:: Task goal ::
Restate the whole listing exactly, leaving nothing out.
[Records shown — start]
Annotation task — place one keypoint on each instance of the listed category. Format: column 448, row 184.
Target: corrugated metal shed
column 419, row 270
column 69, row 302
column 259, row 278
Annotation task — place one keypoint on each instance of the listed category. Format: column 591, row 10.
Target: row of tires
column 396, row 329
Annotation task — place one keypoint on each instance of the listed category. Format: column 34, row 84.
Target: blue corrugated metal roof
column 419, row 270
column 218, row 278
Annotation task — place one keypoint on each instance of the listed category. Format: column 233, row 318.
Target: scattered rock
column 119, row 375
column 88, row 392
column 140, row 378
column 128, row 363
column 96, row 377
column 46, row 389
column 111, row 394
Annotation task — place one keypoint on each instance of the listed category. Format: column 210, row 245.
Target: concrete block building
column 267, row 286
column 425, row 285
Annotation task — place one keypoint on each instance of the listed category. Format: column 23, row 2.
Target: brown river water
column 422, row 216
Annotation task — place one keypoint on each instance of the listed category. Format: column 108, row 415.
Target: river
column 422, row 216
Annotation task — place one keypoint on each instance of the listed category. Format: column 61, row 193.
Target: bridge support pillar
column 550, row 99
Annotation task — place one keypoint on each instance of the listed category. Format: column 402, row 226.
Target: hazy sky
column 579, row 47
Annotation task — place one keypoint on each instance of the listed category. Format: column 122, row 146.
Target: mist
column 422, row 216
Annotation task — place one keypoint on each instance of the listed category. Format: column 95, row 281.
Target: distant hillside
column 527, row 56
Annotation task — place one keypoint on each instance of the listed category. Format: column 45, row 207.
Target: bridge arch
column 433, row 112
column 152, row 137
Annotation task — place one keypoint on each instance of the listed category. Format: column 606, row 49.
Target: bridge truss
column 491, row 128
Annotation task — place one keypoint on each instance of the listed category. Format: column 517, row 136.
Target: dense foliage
[Records shown — finish]
:: Written response ::
Annotation task — place one keypoint on each instance of the listed category. Format: column 448, row 184.
Target: corrugated metal shed
column 419, row 270
column 69, row 302
column 259, row 278
Annotation task — place one keypoint on each instance of the listed category. Format: column 591, row 10.
Target: row of tires
column 396, row 329
Annotation task — place one keypoint on each instance of the listed category. Format: column 34, row 84.
Target: blue corrugated metal roof
column 419, row 270
column 218, row 278
Annotation task — place one keypoint on each instance of the listed category. Format: column 233, row 318.
Target: scattered rock
column 119, row 375
column 88, row 392
column 140, row 378
column 128, row 363
column 96, row 377
column 46, row 389
column 111, row 394
Annotation task — place one keypoint on each instance of the listed category. Format: column 210, row 245.
Target: concrete block building
column 267, row 286
column 425, row 285
Annotation task — place one keypoint on each instance of the listed category. Format: column 23, row 2.
Target: brown river water
column 422, row 216
Annotation task — place one keypoint on each instance of the listed category. Format: column 108, row 415.
Target: river
column 422, row 216
Annotation task — place one keypoint on each instance of the listed category. Format: column 61, row 193.
Target: bridge support pillar
column 550, row 99
Annotation task — place one keypoint on each instance of the listed category. Format: column 402, row 226.
Target: hazy sky
column 579, row 47
Annotation task — place one keypoint on each instance of the listed category. Format: column 122, row 146.
Target: mist
column 422, row 216
Annotation task — place one keypoint on each instance of the listed category. Format: column 95, row 281.
Target: distant hillside
column 527, row 56
Annotation task — place one keypoint on each instance of the listed category. Format: column 45, row 207.
Target: bridge arch
column 433, row 112
column 152, row 137
Annotation task — place one keypoint on each instance of the listed category. Format: column 606, row 49.
Target: bridge truss
column 491, row 128
Annotation task — place one keypoint on each instance of the listed category. Format: column 517, row 136.
Target: dense foliage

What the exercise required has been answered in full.